Artikel:
---------------
Warga Galang Pelestarian Gedong Cai Cibadak Bandung, Status Kepemilikan Tanah Belum Jelas
Hingga kini, belum ada kelanjutan dari Pemkot Bandung mengenai inventarisir status kepemilikan mata air Cibadak yang terancam pembangunan permukiman elit.
Penulis Iman Herdiana30 September 2021
BandungBergerak.id - Gedong Cai Cibadak adalah satu dari sekian banyak mata air di Kota Bandung yang masih tersisa. Tetapi keberadaan mata air yang dibangun zaman Belanda itu bukan berarti bebas dari ancaman. Untuk menjaga dan melestarikan Gedong Cai Cibadak, warga Bandung menggalang dukungan lewat petisi online Change.org.
Petisi digagas budayawan Sunda sekaligus dosen sastra Unpas, Hawe Setiawan, dan ditujukan kepada Pemerintah Kota Bandung dan Wali Kota Bandung. Saat diakses Kamis (30/9/2021) pukul 14.15 WIB, petisi telah ditandatangani 182 orang.
---------------
Bagian Data:
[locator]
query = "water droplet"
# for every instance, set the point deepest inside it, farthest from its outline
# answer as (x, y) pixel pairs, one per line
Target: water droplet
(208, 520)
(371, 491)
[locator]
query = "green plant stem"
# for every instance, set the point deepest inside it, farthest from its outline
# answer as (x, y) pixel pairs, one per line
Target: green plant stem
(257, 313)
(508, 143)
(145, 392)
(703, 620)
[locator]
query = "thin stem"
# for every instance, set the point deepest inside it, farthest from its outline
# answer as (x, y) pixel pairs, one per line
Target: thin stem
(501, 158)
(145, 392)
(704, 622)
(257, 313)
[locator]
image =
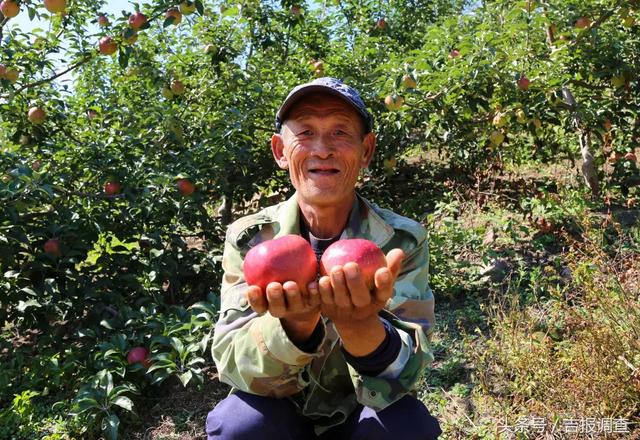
---------------
Permintaan:
1 - Nyatakan apakah tiap pernyataan berikut sesuai dengan artikel tentang Gedong Cai Cibadak, dengan jawaban ya atau tidak serta kutipan kata-kata artikel yang menjadi penentunya: (a) Petisi ditujukan kepada Pemerintah Kota Bandung dan Wali Kota Bandung. (b) Gedong Cai Cibadak dibangun pada zaman Jepang. (c) Saat diakses pada Kamis (30/9/2021), petisi sudah ditandatangani 182 orang.
2 - Sebutkan semua keterangan tentang petisi yang dimuat dalam artikel mengenai Gedong Cai Cibadak.
3 - Tolong kutip dari artikel seluruh teks mulai dari "Warga Galang Pelestarian" hingga ke "petisi online Change.org.".
Materi ini diambil dari sumber yang berbeda.

Daftar Jawaban:
1 -
(a) Ya: "ditujukan kepada Pemerintah Kota Bandung dan Wali Kota Bandung"
(b) Tidak: "mata air yang dibangun zaman Belanda"
(c) Ya: "Saat diakses Kamis (30/9/2021) pukul 14.15 WIB, petisi telah ditandatangani 182 orang"

2 -
- Tujuannya untuk menjaga dan melestarikan Gedong Cai Cibadak.
- Dibuat secara online lewat Change.org.
- Digagas oleh budayawan Sunda sekaligus dosen sastra Unpas, Hawe Setiawan.
- Ditujukan kepada Pemerintah Kota Bandung dan Wali Kota Bandung.
- Saat diakses Kamis (30/9/2021) pukul 14.15 WIB, sudah ditandatangani 182 orang.

3 -
Warga Galang Pelestarian Gedong Cai Cibadak Bandung, Status Kepemilikan Tanah Belum Jelas
Hingga kini, belum ada kelanjutan dari Pemkot Bandung mengenai inventarisir status kepemilikan mata air Cibadak yang terancam pembangunan permukiman elit.
Penulis Iman Herdiana30 September 2021
BandungBergerak.id - Gedong Cai Cibadak adalah satu dari sekian banyak mata air di Kota Bandung yang masih tersisa. Tetapi keberadaan mata air yang dibangun zaman Belanda itu bukan berarti bebas dari ancaman. Untuk menjaga dan melestarikan Gedong Cai Cibadak, warga Bandung menggalang dukungan lewat petisi online Change.org.